- Parent company: Atoll Records Ltd
- Founded: 1997; 28 years ago
- Founder: Wayne Laird
- Distributor(s): Wyastone Estate
- Genre: Classical
- Country of origin: New Zealand
- Location: Auckland
- Official website: www.atoll.co.nz

= Atoll Records =

New Zealand record label

Atoll Records is a New Zealand record label dedicated to classical, historical and contemporary music.

==About==
Atoll Records was established by composer and producer Wayne Laird in 1997. Based in Auckland, the label records primarily in Auckland, Hamilton and Wellington with additional recordings being made in the UK and Ireland. The catalogue of approximately one hundred CDs features contemporary solo musicians such as Michael Houstoun, Santiago Canon-Valencia and historical musicians such as Richard Farrell and Oscar Natska. Ensembles, the New Zealand Symphony Orchestra, Auckland Philharmonia Orchestra, New Zealand Chamber Soloists and New Zealand String Quartet all feature strongly within the label as do New Zealand's leading composers, Gillian Whitehead, Jack Body, Michael F. Williams (composer), Gareth Farr and John Psathas. Atoll CDs are available in New Zealand, the UK, North America, across Europe and in parts of Asia.

In 2014 Atoll Records entered into an exclusive worldwide manufacturing and distribution agreement with Wyastone Estate, home of Nimbus Records.

-- DATA RECORDS --

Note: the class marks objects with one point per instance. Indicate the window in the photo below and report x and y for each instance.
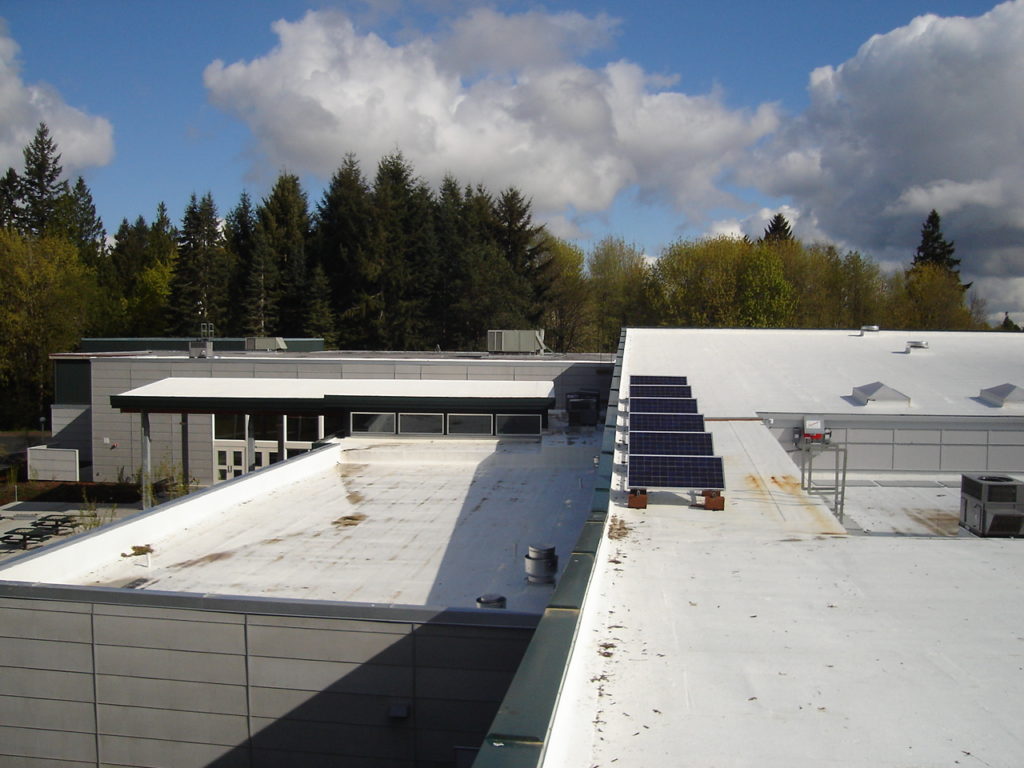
(421, 423)
(375, 423)
(229, 426)
(517, 424)
(469, 424)
(334, 424)
(303, 428)
(265, 426)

-- PROBLEM 1 --
Arrange every line of the listing as a JSON list of strings, one string per line, leaving out blank lines and the pictures.
-- PROBLEM 2 --
Pick up the Atoll Records text after its last sentence and continue it.

-- WRITTEN ANSWER 1 --
[
  "Note: the class marks objects with one point per instance. Indicate the window in the photo below and report x and y for each instance.",
  "(421, 423)",
  "(375, 423)",
  "(229, 426)",
  "(517, 424)",
  "(469, 424)",
  "(334, 424)",
  "(303, 428)",
  "(265, 426)"
]

-- WRITTEN ANSWER 2 --
==Atoll artists==
===Selected composers===
- Christopher Blake
- Eve de Castro-Robinson
- David Griffiths
- Philip Dadson
- Anthony Ritchie
- Gillian Whitehead
- Janet Jennings

===Selected ensembles===
- Auckland Philharmonia Orchestra
- Flight
- New Zealand Chamber Soloists
- New Zealand String Quartet
- New Zealand Symphony Orchestra

===Awards===

- "Angel at Ahipara" by composer Christopher Blake with the New Zealand Symphony Orchestra Strings - Winner in the Best Classical Album 2012 New Zealand Music Awards
- "A bugle will do" by composer Anthony Ritchie with the New Zealand Symphony Orchestra - Finalist in the Best Classical Album 2012 New Zealand Music Awards
- "Releasing the Angel" by composer, Eve de Castro-Robinson - Finalist in Best Classical Album 2012 New Zealand Music Awards
- "Requiem" by composer, Boris Pigovat- Supersonic Award from Pizzicato, Luxembourg.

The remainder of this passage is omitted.